Can you continue the news report on McKinsey's opioid settlement with local governments, picking up after its final sentence?

[Passage shown — start]

McKinsey reaches deal with US local governments over opioids

McKinsey has been accused of aggressively pushing opioid sales, including targeting doctors who were heavy prescribers.

Leading consulting firm McKinsey & Co has agreed to settle claims by hundreds of United States local governments and school districts around the country that it fuelled an epidemic of opioid addiction through its work for bankrupt OxyContin maker Purdue Pharma LP and other drug companies.

The deal was disclosed in a court filing the evening of Wednesday, October 27 in San Francisco federal court. Its terms were not made public, and McKinsey and a lawyer for the settling plaintiffs did not immediately respond to requests for comment.

McKinsey previously agreed to pay more than $600m to settle opioid claims brought by all US states and territories, and had argued that those settlements should shield it from local governments’ and school districts’ lawsuits. It has not admitted wrongdoing.

[Passage shown — finish]
[Records shown — start]

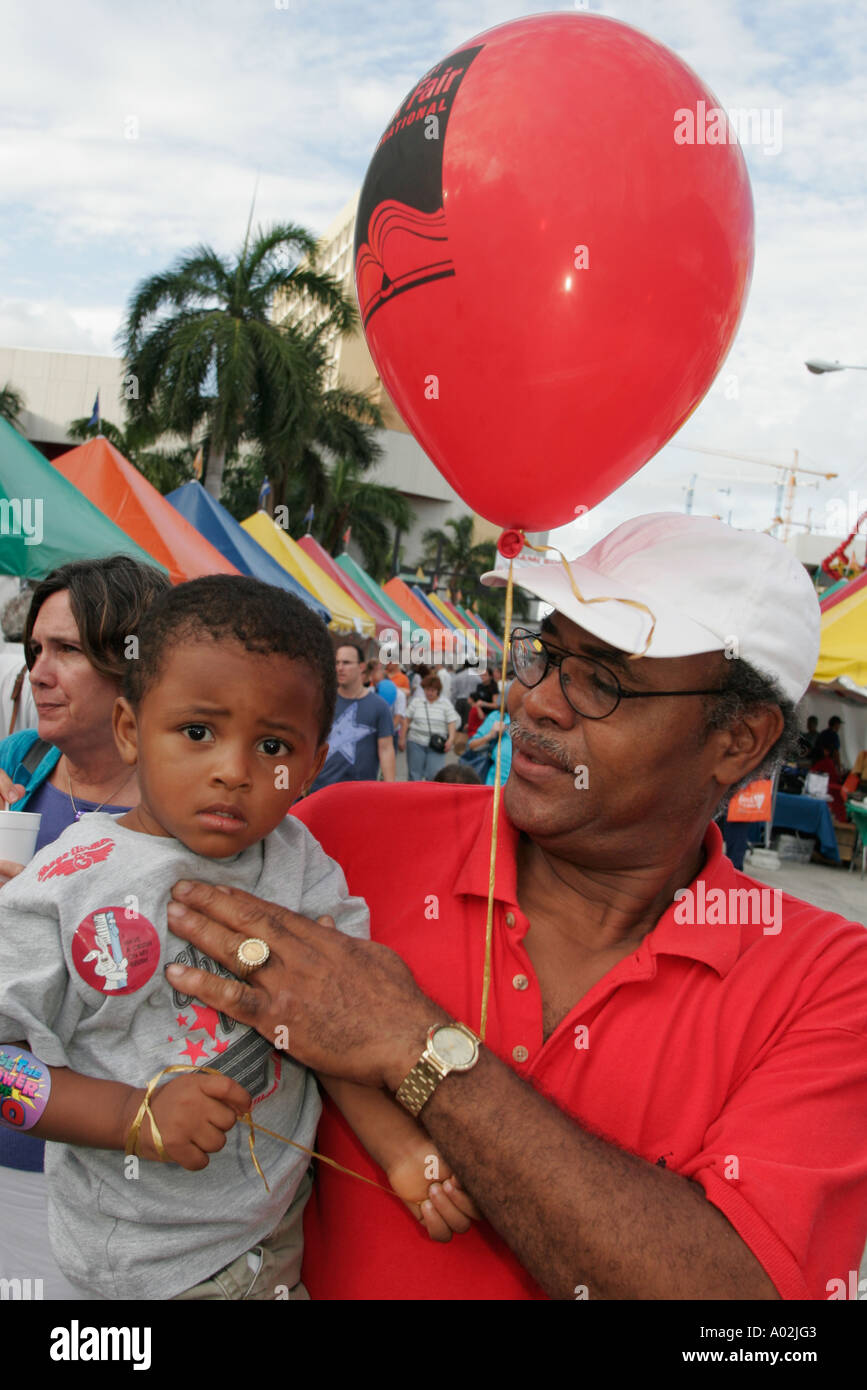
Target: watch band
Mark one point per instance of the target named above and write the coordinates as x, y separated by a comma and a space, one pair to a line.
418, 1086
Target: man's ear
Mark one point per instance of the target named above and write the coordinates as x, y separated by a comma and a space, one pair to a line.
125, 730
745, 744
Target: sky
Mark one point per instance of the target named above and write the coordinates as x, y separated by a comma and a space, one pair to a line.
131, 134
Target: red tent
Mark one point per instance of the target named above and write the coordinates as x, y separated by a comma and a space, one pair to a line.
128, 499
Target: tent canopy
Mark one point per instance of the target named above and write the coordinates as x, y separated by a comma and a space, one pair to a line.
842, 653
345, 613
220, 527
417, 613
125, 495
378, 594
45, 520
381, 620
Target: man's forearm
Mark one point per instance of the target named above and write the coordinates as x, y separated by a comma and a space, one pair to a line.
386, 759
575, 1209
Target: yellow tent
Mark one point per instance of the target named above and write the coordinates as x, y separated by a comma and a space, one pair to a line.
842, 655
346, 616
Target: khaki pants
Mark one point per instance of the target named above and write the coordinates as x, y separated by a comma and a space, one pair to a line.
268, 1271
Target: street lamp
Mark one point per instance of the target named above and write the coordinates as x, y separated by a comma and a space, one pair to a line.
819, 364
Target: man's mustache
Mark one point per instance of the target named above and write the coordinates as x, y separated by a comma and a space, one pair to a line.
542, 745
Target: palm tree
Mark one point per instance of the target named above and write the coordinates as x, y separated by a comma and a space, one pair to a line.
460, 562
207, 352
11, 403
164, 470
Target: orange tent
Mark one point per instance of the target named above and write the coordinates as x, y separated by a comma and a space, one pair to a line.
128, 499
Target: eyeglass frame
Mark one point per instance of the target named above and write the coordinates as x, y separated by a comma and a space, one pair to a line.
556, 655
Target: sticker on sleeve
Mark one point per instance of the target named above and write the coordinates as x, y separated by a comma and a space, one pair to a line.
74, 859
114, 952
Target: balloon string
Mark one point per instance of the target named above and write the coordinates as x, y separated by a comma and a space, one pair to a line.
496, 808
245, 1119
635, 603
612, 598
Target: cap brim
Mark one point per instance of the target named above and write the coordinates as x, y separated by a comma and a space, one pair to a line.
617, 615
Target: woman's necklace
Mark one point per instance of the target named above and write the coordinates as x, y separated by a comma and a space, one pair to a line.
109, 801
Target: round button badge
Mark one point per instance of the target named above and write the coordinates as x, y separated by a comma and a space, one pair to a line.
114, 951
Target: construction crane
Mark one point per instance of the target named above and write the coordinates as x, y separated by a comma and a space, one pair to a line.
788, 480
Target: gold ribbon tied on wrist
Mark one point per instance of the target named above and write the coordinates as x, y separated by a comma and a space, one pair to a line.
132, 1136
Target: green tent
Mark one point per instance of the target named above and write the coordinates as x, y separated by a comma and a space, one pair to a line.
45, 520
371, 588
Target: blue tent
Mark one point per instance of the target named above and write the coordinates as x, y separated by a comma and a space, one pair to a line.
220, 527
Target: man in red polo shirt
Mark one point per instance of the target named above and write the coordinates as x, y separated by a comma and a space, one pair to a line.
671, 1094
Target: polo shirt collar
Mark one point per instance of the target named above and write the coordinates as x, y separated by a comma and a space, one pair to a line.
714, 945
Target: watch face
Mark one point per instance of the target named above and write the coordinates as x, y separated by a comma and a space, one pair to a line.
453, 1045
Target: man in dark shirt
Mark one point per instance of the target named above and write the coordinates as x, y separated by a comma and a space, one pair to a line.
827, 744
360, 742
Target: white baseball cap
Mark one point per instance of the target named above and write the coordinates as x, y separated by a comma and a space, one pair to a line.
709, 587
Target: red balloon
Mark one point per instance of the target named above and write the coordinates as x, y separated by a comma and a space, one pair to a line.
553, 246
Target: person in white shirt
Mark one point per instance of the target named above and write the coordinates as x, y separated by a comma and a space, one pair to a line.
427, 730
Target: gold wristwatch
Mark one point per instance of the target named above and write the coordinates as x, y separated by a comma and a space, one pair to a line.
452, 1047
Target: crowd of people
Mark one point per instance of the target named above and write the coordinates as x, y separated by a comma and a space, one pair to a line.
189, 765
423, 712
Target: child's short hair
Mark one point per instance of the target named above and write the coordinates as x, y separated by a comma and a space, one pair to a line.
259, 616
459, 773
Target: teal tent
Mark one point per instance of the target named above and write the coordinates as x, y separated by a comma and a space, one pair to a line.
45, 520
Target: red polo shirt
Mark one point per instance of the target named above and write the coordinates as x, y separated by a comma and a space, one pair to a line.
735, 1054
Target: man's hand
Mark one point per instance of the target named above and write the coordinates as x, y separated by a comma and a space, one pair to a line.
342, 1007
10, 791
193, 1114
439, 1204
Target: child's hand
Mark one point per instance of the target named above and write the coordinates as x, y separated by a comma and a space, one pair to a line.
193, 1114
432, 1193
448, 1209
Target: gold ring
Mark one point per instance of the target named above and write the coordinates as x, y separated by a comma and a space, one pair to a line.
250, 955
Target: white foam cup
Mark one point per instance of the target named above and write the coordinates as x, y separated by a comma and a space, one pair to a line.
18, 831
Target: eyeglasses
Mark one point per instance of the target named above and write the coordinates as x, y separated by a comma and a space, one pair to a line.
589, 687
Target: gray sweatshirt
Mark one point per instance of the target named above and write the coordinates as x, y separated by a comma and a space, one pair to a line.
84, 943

[Records shown — finish]

» Result
The firm still faces claims by health insurance plans, Native American tribes and families of children exposed to opioids in the womb, which can cause withdrawal symptoms at birth and long-term health and developmental problems. Cases have been filed in multiple states, but are consolidated before US District Judge Charles Breyer in San Francisco for pretrial proceedings.

Breyer on Thursday denied McKinsey’s bid to dismiss the pending cases on the grounds that courts in states where the New York-based company did not directly do business had no jurisdiction over it. Breyer found that they did have jurisdiction because McKinsey “purposefully directed its activities” at those states in its opioid consulting work.

Plaintiffs accuse the company of pushing aggressive tactics to boost opioid sales, including by targeting doctors known to be prolific prescribers.

The US opioid crisis has caused more than 500,000 overdose deaths over two decades, according to federal government data. Litigation against drugmakers, distributors and pharmacies has so far yielded more than $30bn in settlements, though defendants have not admitted wrongdoing.